**Written instruction**
Render every line of the material below as a JSON list of strings, one string per line, leaving out blank lines.

**Data supplied**
START
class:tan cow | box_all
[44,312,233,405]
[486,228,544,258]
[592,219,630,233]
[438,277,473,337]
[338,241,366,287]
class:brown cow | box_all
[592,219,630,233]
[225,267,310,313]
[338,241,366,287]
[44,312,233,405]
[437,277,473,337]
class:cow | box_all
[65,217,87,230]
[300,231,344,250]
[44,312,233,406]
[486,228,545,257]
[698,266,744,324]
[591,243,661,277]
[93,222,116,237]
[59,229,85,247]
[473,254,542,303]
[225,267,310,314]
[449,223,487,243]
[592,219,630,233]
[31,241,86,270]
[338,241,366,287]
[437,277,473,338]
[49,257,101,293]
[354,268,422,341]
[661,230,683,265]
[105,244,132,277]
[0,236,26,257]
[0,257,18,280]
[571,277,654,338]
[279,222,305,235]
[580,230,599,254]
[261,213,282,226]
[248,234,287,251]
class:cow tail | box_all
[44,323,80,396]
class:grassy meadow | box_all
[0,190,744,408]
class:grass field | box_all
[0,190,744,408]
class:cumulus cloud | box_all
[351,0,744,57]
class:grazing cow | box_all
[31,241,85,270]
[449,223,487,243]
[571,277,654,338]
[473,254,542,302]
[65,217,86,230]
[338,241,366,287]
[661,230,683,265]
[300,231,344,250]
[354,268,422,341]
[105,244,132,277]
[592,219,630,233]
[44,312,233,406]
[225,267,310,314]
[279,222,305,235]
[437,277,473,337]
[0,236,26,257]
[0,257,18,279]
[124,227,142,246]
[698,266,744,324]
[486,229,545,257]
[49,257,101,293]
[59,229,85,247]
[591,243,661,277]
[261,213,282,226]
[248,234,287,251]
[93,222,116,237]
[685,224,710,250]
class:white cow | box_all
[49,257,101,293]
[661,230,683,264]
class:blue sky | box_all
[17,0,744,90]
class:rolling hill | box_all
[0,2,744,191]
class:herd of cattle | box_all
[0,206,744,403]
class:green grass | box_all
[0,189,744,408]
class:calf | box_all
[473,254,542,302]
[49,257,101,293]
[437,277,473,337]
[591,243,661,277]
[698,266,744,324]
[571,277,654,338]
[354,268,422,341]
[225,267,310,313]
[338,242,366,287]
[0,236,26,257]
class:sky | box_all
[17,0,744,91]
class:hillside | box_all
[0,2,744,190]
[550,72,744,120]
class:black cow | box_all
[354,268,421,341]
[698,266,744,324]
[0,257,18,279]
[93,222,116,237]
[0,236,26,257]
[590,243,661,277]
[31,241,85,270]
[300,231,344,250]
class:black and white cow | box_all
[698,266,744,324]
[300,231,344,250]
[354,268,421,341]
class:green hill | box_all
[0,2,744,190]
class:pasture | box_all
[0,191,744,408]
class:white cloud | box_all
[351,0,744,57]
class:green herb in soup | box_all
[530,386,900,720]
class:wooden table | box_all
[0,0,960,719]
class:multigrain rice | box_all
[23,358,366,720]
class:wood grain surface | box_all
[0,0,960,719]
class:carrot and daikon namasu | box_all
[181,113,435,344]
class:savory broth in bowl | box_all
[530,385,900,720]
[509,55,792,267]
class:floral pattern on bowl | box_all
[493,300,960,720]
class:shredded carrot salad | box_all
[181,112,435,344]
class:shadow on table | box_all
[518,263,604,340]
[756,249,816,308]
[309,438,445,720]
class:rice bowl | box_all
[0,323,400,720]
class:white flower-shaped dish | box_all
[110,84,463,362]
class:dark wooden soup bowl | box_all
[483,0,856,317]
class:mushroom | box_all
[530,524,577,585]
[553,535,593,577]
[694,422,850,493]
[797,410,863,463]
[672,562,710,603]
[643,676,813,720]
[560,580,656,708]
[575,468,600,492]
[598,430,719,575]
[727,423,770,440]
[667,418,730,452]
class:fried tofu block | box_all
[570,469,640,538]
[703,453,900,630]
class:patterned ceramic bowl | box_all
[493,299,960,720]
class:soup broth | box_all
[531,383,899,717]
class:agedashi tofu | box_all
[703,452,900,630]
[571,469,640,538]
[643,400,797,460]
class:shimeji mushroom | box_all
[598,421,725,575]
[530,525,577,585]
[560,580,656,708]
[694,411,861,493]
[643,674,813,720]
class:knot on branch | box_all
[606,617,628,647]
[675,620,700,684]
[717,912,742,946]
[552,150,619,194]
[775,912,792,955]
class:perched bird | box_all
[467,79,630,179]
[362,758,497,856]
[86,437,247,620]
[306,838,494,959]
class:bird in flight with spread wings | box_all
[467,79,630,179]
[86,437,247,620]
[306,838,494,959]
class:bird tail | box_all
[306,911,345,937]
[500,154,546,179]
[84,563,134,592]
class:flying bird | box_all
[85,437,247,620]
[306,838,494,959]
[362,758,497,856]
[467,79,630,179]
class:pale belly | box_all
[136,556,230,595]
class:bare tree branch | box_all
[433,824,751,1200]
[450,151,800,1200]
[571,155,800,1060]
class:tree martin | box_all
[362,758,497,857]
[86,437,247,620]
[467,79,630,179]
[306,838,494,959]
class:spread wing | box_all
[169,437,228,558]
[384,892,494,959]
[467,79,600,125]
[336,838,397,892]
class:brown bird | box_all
END
**Solution below**
[
  "class:tan cow | box_all",
  "[44,312,233,405]",
  "[486,228,544,258]",
  "[592,219,630,233]",
  "[438,277,473,337]",
  "[338,241,366,287]",
  "class:brown cow | box_all",
  "[592,219,630,233]",
  "[225,267,310,313]",
  "[338,241,366,287]",
  "[44,312,233,405]",
  "[437,277,473,337]",
  "class:cow | box_all",
  "[65,217,87,230]",
  "[300,231,344,250]",
  "[44,312,233,406]",
  "[486,228,545,257]",
  "[698,266,744,324]",
  "[591,243,661,277]",
  "[93,222,116,237]",
  "[59,229,85,247]",
  "[473,254,542,303]",
  "[225,267,310,314]",
  "[449,223,487,243]",
  "[592,219,630,233]",
  "[31,241,86,270]",
  "[338,241,366,287]",
  "[437,277,473,338]",
  "[49,257,101,293]",
  "[354,268,422,341]",
  "[661,230,683,265]",
  "[105,244,132,277]",
  "[0,236,26,257]",
  "[0,257,18,280]",
  "[571,277,654,338]",
  "[279,222,305,235]",
  "[580,230,599,254]",
  "[261,213,282,226]",
  "[248,234,287,251]",
  "class:cow tail | box_all",
  "[44,323,80,396]",
  "class:grassy meadow | box_all",
  "[0,190,744,408]",
  "class:grass field | box_all",
  "[0,190,744,408]",
  "class:cumulus cloud | box_all",
  "[351,0,744,57]",
  "class:grazing cow | box_all",
  "[31,241,85,270]",
  "[449,223,487,243]",
  "[571,277,654,338]",
  "[473,254,542,302]",
  "[65,217,86,230]",
  "[338,241,366,287]",
  "[661,230,683,265]",
  "[300,231,344,250]",
  "[354,268,422,341]",
  "[105,244,132,277]",
  "[592,219,630,233]",
  "[44,312,233,406]",
  "[225,267,310,314]",
  "[279,222,305,235]",
  "[437,277,473,337]",
  "[0,236,26,257]",
  "[0,257,18,279]",
  "[124,227,142,246]",
  "[698,266,744,324]",
  "[486,229,545,257]",
  "[49,257,101,293]",
  "[59,229,85,247]",
  "[591,243,661,277]",
  "[261,213,282,226]",
  "[248,234,287,251]",
  "[93,222,116,237]",
  "[685,224,710,250]",
  "class:white cow | box_all",
  "[49,257,101,293]",
  "[661,230,683,264]",
  "class:blue sky | box_all",
  "[17,0,744,90]",
  "class:rolling hill | box_all",
  "[0,2,744,191]",
  "class:herd of cattle | box_all",
  "[0,206,744,403]",
  "class:green grass | box_all",
  "[0,189,744,408]",
  "class:calf | box_all",
  "[473,254,542,302]",
  "[49,257,101,293]",
  "[437,277,473,337]",
  "[591,243,661,277]",
  "[698,266,744,324]",
  "[571,277,654,338]",
  "[354,268,422,341]",
  "[225,267,310,313]",
  "[338,242,366,287]",
  "[0,236,26,257]",
  "class:sky | box_all",
  "[17,0,744,91]",
  "class:hillside | box_all",
  "[0,2,744,190]",
  "[550,72,744,120]",
  "class:black cow | box_all",
  "[354,268,421,341]",
  "[698,266,744,324]",
  "[0,257,18,279]",
  "[93,222,116,237]",
  "[0,236,26,257]",
  "[590,243,661,277]",
  "[31,241,85,270]",
  "[300,231,344,250]",
  "class:black and white cow | box_all",
  "[698,266,744,324]",
  "[300,231,344,250]",
  "[354,268,421,341]",
  "class:green hill | box_all",
  "[0,2,744,190]",
  "class:pasture | box_all",
  "[0,191,744,408]",
  "class:white cloud | box_all",
  "[351,0,744,57]",
  "class:green herb in soup | box_all",
  "[530,386,900,720]",
  "class:wooden table | box_all",
  "[0,0,960,719]",
  "class:multigrain rice | box_all",
  "[23,358,366,720]",
  "class:wood grain surface | box_all",
  "[0,0,960,719]",
  "class:carrot and daikon namasu | box_all",
  "[181,113,435,344]",
  "class:savory broth in bowl | box_all",
  "[530,385,900,720]",
  "[509,55,792,267]",
  "class:floral pattern on bowl | box_all",
  "[493,300,960,720]",
  "class:shredded carrot salad | box_all",
  "[181,112,435,344]",
  "class:shadow on table | box_all",
  "[518,263,604,340]",
  "[756,249,816,308]",
  "[309,438,445,720]",
  "class:rice bowl | box_all",
  "[0,323,400,720]",
  "class:white flower-shaped dish | box_all",
  "[110,84,463,362]",
  "class:dark wooden soup bowl | box_all",
  "[483,0,856,317]",
  "class:mushroom | box_all",
  "[530,524,577,585]",
  "[553,535,593,577]",
  "[694,422,850,493]",
  "[797,410,863,463]",
  "[672,562,710,603]",
  "[643,676,813,720]",
  "[560,580,656,708]",
  "[575,468,600,492]",
  "[598,430,719,575]",
  "[727,423,770,440]",
  "[667,418,730,452]",
  "class:fried tofu block | box_all",
  "[570,469,640,538]",
  "[703,453,900,630]",
  "class:patterned ceramic bowl | box_all",
  "[493,299,960,720]",
  "class:soup broth | box_all",
  "[531,383,899,717]",
  "class:agedashi tofu | box_all",
  "[703,452,900,630]",
  "[571,469,640,538]",
  "[643,400,797,460]",
  "class:shimeji mushroom | box_all",
  "[598,421,725,575]",
  "[530,525,577,585]",
  "[560,580,656,708]",
  "[694,411,861,493]",
  "[643,674,813,720]",
  "class:knot on branch | box_all",
  "[606,617,628,647]",
  "[675,620,700,684]",
  "[717,912,742,946]",
  "[552,150,619,194]",
  "[775,912,792,955]",
  "class:perched bird | box_all",
  "[467,79,630,179]",
  "[362,758,497,856]",
  "[86,437,247,620]",
  "[306,838,494,959]",
  "class:bird in flight with spread wings | box_all",
  "[467,79,630,179]",
  "[86,437,247,620]",
  "[306,838,494,959]",
  "class:bird tail | box_all",
  "[306,911,345,937]",
  "[500,154,546,179]",
  "[84,563,134,592]",
  "class:flying bird | box_all",
  "[85,437,247,620]",
  "[306,838,494,959]",
  "[362,758,497,856]",
  "[467,79,630,179]",
  "class:pale belly | box_all",
  "[136,556,230,595]",
  "class:bare tree branch | box_all",
  "[433,824,751,1200]",
  "[450,151,800,1200]",
  "[571,155,800,1060]",
  "class:tree martin | box_all",
  "[362,758,497,857]",
  "[86,437,247,620]",
  "[467,79,630,179]",
  "[306,838,494,959]",
  "class:spread wing | box_all",
  "[169,437,228,558]",
  "[384,892,494,959]",
  "[467,79,600,125]",
  "[336,838,397,892]",
  "class:brown bird | box_all"
]